Point localization data:
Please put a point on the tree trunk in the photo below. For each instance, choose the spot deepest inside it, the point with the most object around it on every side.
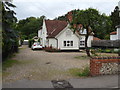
(86, 39)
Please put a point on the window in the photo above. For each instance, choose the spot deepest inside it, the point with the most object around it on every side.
(82, 43)
(68, 33)
(68, 43)
(64, 43)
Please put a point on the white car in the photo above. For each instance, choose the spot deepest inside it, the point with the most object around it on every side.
(36, 45)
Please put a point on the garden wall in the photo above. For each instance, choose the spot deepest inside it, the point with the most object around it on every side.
(104, 65)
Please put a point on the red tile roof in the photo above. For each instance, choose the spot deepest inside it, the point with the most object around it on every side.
(113, 33)
(54, 27)
(95, 38)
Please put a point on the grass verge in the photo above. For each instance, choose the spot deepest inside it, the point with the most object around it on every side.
(9, 63)
(82, 57)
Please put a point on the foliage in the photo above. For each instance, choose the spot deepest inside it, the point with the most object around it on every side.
(100, 23)
(29, 26)
(80, 72)
(10, 37)
(51, 49)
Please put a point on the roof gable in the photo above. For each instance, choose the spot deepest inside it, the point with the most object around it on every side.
(54, 27)
(113, 33)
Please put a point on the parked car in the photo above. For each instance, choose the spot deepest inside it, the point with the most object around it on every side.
(36, 45)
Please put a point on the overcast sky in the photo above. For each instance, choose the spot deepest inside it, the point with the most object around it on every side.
(55, 8)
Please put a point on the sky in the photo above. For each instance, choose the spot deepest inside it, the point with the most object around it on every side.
(54, 8)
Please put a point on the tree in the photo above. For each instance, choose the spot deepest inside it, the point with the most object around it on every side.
(10, 37)
(29, 26)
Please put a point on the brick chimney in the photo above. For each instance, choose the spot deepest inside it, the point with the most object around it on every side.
(69, 16)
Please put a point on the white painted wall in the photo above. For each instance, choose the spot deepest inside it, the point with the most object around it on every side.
(43, 34)
(40, 33)
(62, 37)
(52, 42)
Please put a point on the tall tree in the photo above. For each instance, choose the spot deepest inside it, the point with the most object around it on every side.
(9, 39)
(115, 17)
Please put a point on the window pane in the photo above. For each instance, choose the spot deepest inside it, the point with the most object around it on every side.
(71, 43)
(64, 43)
(68, 41)
(68, 44)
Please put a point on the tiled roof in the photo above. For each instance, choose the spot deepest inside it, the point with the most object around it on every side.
(113, 33)
(95, 38)
(54, 27)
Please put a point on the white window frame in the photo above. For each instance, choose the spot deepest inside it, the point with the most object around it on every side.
(68, 43)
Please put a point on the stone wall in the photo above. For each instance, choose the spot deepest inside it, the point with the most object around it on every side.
(104, 65)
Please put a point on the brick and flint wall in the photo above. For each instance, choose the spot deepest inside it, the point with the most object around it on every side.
(104, 65)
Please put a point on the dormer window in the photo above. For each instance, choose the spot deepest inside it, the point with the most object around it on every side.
(68, 33)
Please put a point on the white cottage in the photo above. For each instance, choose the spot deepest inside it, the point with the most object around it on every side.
(57, 34)
(115, 35)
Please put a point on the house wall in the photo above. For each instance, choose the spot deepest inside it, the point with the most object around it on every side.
(113, 37)
(40, 33)
(52, 42)
(82, 38)
(64, 37)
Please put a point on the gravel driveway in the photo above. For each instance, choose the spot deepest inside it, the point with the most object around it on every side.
(41, 65)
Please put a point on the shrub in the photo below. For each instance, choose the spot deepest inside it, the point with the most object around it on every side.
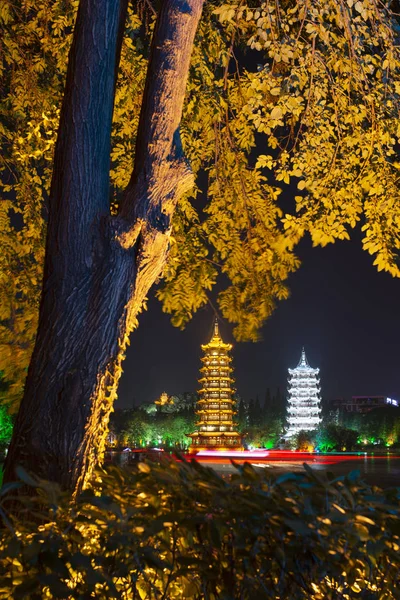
(178, 530)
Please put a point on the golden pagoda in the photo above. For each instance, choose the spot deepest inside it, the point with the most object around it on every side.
(215, 409)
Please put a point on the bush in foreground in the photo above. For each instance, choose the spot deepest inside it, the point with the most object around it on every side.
(178, 530)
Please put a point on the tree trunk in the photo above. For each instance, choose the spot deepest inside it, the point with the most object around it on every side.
(98, 269)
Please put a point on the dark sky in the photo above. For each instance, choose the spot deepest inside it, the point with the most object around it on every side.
(345, 313)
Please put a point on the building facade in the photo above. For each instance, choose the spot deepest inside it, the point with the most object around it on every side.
(363, 404)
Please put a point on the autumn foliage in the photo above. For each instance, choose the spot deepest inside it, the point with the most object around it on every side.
(181, 531)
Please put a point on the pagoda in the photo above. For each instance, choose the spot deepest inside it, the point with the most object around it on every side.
(215, 409)
(304, 409)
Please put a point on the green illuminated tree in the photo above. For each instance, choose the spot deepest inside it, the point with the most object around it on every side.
(318, 106)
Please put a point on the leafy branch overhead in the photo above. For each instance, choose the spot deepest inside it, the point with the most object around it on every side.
(298, 92)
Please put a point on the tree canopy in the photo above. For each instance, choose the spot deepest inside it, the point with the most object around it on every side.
(299, 93)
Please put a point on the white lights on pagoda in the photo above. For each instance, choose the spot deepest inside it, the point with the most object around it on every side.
(304, 402)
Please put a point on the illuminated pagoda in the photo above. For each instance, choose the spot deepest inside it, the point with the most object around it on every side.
(215, 409)
(304, 409)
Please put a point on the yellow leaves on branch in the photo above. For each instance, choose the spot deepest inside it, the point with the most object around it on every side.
(318, 112)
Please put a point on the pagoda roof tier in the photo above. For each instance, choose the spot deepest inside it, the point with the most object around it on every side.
(216, 342)
(216, 357)
(217, 378)
(216, 401)
(223, 423)
(215, 411)
(216, 390)
(214, 434)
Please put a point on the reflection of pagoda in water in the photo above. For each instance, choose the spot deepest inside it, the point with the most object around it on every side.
(215, 409)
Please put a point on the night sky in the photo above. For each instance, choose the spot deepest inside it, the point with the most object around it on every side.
(341, 309)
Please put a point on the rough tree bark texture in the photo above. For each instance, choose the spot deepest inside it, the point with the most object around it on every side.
(98, 269)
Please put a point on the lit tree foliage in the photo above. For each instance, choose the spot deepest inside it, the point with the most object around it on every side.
(317, 105)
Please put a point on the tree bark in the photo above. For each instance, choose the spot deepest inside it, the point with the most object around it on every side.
(99, 269)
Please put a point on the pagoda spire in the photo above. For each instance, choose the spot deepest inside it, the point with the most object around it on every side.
(216, 329)
(303, 362)
(216, 407)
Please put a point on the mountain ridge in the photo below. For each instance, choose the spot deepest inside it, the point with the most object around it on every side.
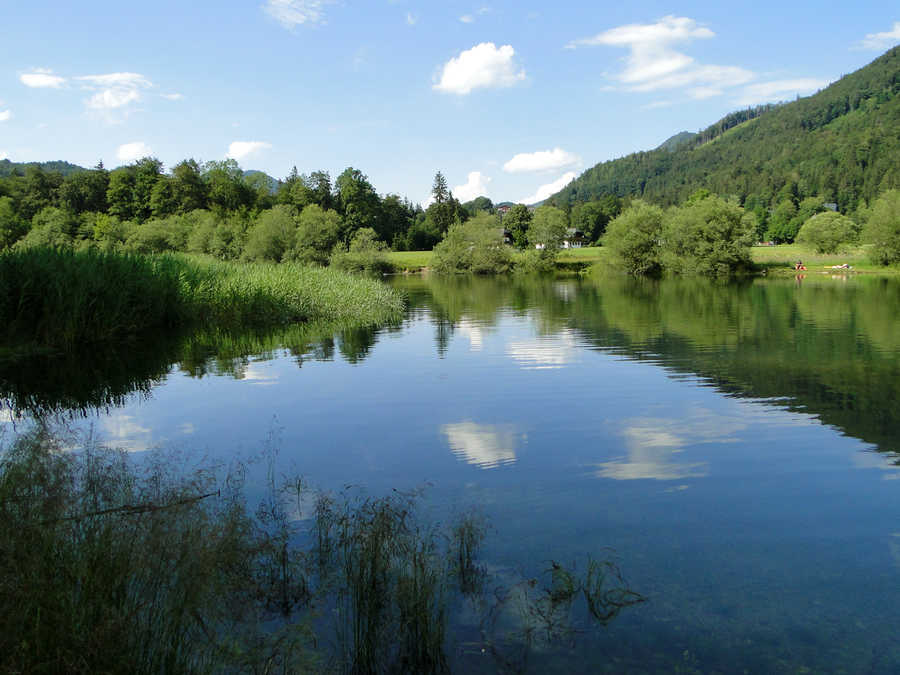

Task prompt: When copying the entries, drop the images and keep every line exact.

Result:
Please put a point on the tree trunk in the photo below. For each instance, choose the spot deepest inside it, the point with the most object around it on every side.
(86, 39)
Please put a point on the window in the photo above. For each instance, choose the spot deepest inside it, the point with the most object around it on every side.
(82, 43)
(68, 33)
(68, 43)
(64, 43)
Please put a point on the white car in the photo above. For each instance, choose the spot deepest inside it, the point with the most object around it on every side.
(36, 45)
Please put a point on the garden wall in the photo above. For each instance, choose the spot deepest inside it, the point with the most object around it on every side.
(104, 65)
Please put a point on the red tile roof in the photo above. For each instance, choose the spot deepest inside it, the point with the most object around it on every side.
(113, 33)
(54, 27)
(95, 38)
Please put a point on the grass verge in the photo above. For each instance, choose the spot deepest inside it, the point with the most object around it on every side.
(9, 63)
(82, 57)
Please put a point on the foliage in the photo above. For each instance, choose the spot deepest inside it, the point with the most object around it on every side.
(100, 23)
(29, 26)
(80, 72)
(10, 37)
(51, 49)
Please put a point on the roof gable in the photo above. For each instance, choose the spot deepest inside it, the point with the most object around it on every side.
(54, 27)
(113, 33)
Please put a point on the parked car in the photo above. For each instance, choose the spot deepest inside it, the point with the most object around it on every side.
(36, 45)
Please put a point on the overcast sky in the photo above. For each instance, choose the spot deepest inside it, the point with the most object around it on every side.
(55, 8)
Please put a point on the sky in the photo above. For each instance, choose the spot deepest inside it, the point with the most object around it on every side.
(54, 8)
Please put a point on the tree in the photo above. For each instance, choose the spot deepest inside it, the point with the most object around it on every side.
(10, 37)
(29, 26)
Please put a point on the brick chimney in the photo above. For each instance, choose the spot deepest inside it, the point with the most object around it on every side.
(69, 16)
Please put a point on the white painted wall in the photo above. For each instance, choose the spot deepest inside it, the point with the most object around it on every side.
(43, 34)
(40, 33)
(62, 37)
(52, 42)
Please put a point on the tall tree in the photo above. For each instance, choose the spot deepest inside it, the point with the most object around it on every side.
(9, 39)
(115, 17)
Please put a point on the window pane in the photo above. For each instance, choose the spot deepest inside it, the point with the most object around it on every side.
(71, 43)
(64, 43)
(68, 41)
(68, 44)
Please put a point on the tiled roof in the photo above. For each instance, choose the spot deepest inside it, the point with the most object around it on every side.
(113, 33)
(95, 38)
(54, 27)
Please put a point on the white window frame in the photo above. For each instance, choose the spot deepest inside it, the point with the most object around it on every side.
(68, 43)
Please put a point on the stone wall in the photo above. For each instance, choose the spot deepest inside it, the point with the most object around it on every side.
(104, 65)
Please put a point on the brick and flint wall in the photo above. For each instance, choose the spot deepest inside it, the point with the most object around it on every side.
(104, 65)
Please put a point on the dormer window in the photo above. For each instance, choose the spot deepest inside it, the point with the most object around it on every side.
(68, 33)
Please put a point on the white cottage in the photo above. For each instance, choose the spot deepest inside it, the point with the most object around it on every side.
(57, 34)
(115, 35)
Please put a point on the house wall in the photo above. For each instance, choose the spot deepest inside it, the point with the most object around it on every side.
(113, 37)
(40, 33)
(52, 42)
(82, 38)
(64, 37)
Please put a point on the gravel driveway in the photo above. For each instance, choose the spot deepest inside it, the point with the most object around it on every side.
(41, 65)
Please put a point on the shrub in the photo below. For each instance, choose the spot deepest inside it, the point with the most object around it on every side.
(178, 530)
Please put a point on the golden pagoda in the photo above. For each instance, choose the spot deepest inside it, the point with the most object around it on every side.
(215, 409)
Please put a point on the bush in foreground in the photo above. For each instance, choose the spot deepest inside it, the point with the most object around it on every side.
(178, 530)
Please put a point on the tree trunk in the photo above. For each instance, choose the spot deepest inside it, the point with the most object around it on every side.
(98, 269)
Please put a point on the dark sky in the photo above. For each instance, choose the spot deepest inside it, the point with the most object around it on every side.
(345, 313)
Please put a point on the building facade in the photo above. For each instance, choose the spot deepest inside it, the point with the most object around it on every side.
(363, 404)
Please put a point on the autumn foliage in the photo above. For each instance, choose the spot deepest inside it, the point with the most object around it on every side.
(181, 531)
Please put a point on the pagoda in the photo above. For each instance, choose the spot deepest inside it, the point with the most object around it on every side.
(215, 409)
(304, 409)
Please put a point on the green illuminated tree in the photo above. For each instance, choose the spot deepest inside it, the point with the most object around it on every side.
(318, 106)
Please put a point on the leafy branch overhead in the photo above. For each instance, choose the spot deepest inside it, the point with the most object around it on every side.
(298, 92)
Please put a point on the tree canopy in the photo above. For each instance, choose the spot deepest inside it, the point with the most object around it on every side.
(299, 93)
Please put a point on the white lights on pagoda in the photo above. For each instance, choose the spot deepest inside it, the point with the most object around it on every side.
(304, 402)
Please put a point on the illuminated pagoda in the photo above. For each instance, choose the spot deepest inside it, the point with the most object around it on every side.
(215, 409)
(304, 409)
Please put a point on the yellow leaves on branch in the photo above. For each instance, choose the spot deepest inside it, the point with the most object around it on every side.
(318, 112)
Please put a point on the pagoda roof tier in the photo above. For each instance, choose the spot deepest inside it, the point with the most object around it on every side.
(216, 342)
(216, 357)
(217, 378)
(216, 401)
(223, 423)
(215, 411)
(216, 390)
(214, 434)
Please put a point on the reflection of pagoda in water in the photo above. For each instance, choose the spot deepest inside it, the point with the most object around it on every side.
(215, 409)
Please put a point on the night sky in the photo above. For each instance, choose the spot deepest inside it, the point with the most object around it on every side.
(341, 309)
Please put a point on the rough tree bark texture in the photo above. For each instance, choose the spot deepest inside it, the point with the most object around it on every side.
(98, 269)
Please put a point on the lit tree foliage in the photo above. For each instance, choose the spot deepest inside it, the point with the most object around it on every side.
(317, 105)
Please put a point on the tree bark in the photo above. For each instance, choose the spot deepest inside it, the point with the most object around it on every side.
(99, 269)
Please put a point on the pagoda spire in the photo above. For each instance, choose the spot deepest inside it, the point with the most object around it on every side.
(216, 329)
(303, 362)
(216, 407)
Please put a point on the mountain ridge in the photo below. For each instance, choose the spot deepest inside it, the point with the most object around it on every side.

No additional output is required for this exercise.